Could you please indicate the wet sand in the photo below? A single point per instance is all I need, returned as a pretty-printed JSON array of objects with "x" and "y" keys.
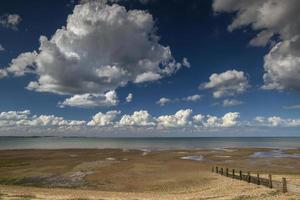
[{"x": 136, "y": 174}]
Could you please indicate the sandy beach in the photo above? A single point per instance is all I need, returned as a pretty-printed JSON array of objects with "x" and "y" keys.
[{"x": 140, "y": 174}]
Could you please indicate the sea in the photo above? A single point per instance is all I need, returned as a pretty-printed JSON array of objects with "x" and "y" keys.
[{"x": 157, "y": 143}]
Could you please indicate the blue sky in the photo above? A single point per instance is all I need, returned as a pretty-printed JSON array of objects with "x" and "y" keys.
[{"x": 195, "y": 30}]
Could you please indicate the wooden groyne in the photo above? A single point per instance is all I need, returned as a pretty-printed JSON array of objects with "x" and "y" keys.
[{"x": 256, "y": 178}]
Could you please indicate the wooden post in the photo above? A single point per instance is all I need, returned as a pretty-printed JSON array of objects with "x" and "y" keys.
[
  {"x": 270, "y": 181},
  {"x": 249, "y": 177},
  {"x": 284, "y": 187},
  {"x": 241, "y": 175},
  {"x": 227, "y": 172}
]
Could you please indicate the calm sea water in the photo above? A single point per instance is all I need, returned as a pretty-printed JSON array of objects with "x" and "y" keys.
[{"x": 147, "y": 143}]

## Problem to work on
In the records above, find the line containing "Could you please indicate the sandy"; please retype it and every line after it through the last line, exactly and with nothing else.

## Solution for this task
Could you please indicate the sandy beach in the photo above? A single point per instance is all I need, returned as a pretty-printed JSON array of objects with "x" and "y" keys.
[{"x": 140, "y": 174}]
Could you please indicate the sea in the photo above? A single point per instance is all I need, returned as a pretty-printed JSON array of objects with "x" and "y" keys.
[{"x": 157, "y": 143}]
Could you please indicate the blue sky in the photo above? A single point per instance is all I need, returned as a pretty-printed JSON array of objects with "x" and "y" keys.
[{"x": 195, "y": 30}]
Could you please indicate the wooden groyne in the photo above? A single point per instance is all I need, returned as a pretty-printed JSON array of objects with "x" and "y" keys.
[{"x": 256, "y": 178}]
Could you please indicate the wooden post in the photo above? A single point per instance is all I need, returned as a pretty-printed JSON array of objects with "x" and "y" keys.
[
  {"x": 270, "y": 181},
  {"x": 249, "y": 177},
  {"x": 284, "y": 187},
  {"x": 241, "y": 175},
  {"x": 227, "y": 172}
]
Could you please indicate the calm sea water in the photo above? A single point per instance is all I need, returned as a pretty-printed JSON array of objects with "x" and "y" keys.
[{"x": 147, "y": 143}]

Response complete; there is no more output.